| Aim of the exercise |
Return every line in the entries below that contains the string "cyclist", matching case exactly.

| Data to process |
— START —

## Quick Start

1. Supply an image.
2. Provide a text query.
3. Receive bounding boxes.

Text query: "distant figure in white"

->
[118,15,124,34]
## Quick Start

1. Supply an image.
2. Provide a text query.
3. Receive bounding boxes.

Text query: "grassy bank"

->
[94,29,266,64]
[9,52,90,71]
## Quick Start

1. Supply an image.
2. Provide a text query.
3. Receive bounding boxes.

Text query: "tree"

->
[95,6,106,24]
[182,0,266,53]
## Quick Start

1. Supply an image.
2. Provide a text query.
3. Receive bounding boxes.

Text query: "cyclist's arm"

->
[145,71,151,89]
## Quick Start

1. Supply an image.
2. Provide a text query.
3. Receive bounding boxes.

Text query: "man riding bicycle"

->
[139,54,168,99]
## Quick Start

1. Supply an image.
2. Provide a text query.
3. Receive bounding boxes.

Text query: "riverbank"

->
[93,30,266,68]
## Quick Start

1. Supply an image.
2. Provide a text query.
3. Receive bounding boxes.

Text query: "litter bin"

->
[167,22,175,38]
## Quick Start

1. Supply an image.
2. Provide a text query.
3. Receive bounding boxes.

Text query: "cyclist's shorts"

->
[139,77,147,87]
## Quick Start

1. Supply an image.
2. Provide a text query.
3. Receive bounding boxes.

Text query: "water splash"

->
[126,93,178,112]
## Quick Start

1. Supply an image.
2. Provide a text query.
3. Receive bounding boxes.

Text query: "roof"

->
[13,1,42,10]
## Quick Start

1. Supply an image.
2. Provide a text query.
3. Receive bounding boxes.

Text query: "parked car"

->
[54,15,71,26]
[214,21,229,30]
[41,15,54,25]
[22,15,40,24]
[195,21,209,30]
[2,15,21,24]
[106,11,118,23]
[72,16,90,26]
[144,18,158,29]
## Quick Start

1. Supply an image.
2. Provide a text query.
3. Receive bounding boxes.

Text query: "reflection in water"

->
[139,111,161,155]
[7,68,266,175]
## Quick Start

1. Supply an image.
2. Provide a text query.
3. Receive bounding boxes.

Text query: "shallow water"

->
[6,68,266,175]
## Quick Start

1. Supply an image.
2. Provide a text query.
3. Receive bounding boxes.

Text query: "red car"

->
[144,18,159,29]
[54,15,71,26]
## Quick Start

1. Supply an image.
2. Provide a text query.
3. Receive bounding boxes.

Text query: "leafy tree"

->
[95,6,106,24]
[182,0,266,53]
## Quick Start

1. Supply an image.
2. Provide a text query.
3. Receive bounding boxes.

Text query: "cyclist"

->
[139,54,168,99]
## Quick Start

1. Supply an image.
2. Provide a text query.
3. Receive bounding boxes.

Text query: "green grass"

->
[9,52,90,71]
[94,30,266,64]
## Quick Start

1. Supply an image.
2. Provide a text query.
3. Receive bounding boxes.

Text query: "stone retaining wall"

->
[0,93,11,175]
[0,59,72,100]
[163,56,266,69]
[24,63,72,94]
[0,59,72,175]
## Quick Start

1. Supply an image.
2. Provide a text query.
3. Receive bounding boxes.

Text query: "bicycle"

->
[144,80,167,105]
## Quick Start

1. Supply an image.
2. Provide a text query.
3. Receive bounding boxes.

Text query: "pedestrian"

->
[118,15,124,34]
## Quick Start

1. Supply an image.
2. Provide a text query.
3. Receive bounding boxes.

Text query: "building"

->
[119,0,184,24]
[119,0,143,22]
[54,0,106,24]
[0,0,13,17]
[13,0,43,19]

— END —
— START —

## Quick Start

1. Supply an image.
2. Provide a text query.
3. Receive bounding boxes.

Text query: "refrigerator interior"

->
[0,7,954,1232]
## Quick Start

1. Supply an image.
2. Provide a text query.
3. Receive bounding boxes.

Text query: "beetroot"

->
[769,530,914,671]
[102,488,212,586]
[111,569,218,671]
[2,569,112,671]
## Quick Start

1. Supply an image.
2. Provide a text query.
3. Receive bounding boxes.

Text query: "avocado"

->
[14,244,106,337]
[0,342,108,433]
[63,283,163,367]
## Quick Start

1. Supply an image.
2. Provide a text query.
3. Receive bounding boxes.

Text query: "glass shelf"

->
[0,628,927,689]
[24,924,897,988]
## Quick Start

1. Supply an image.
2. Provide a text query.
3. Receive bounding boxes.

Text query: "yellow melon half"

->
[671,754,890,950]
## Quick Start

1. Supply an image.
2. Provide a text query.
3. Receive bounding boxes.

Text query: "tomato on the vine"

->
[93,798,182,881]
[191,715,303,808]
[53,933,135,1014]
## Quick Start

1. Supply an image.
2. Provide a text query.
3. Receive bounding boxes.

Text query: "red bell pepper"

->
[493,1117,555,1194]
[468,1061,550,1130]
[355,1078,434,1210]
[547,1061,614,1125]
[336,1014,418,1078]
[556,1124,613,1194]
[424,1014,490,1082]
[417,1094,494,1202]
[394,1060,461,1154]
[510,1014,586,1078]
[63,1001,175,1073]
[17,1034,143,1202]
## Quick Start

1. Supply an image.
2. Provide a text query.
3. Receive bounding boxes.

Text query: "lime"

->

— END —

| Task answer |
Text query: "cyclist's arm"
Text query: "cyclist's shorts"
Text query: "cyclist"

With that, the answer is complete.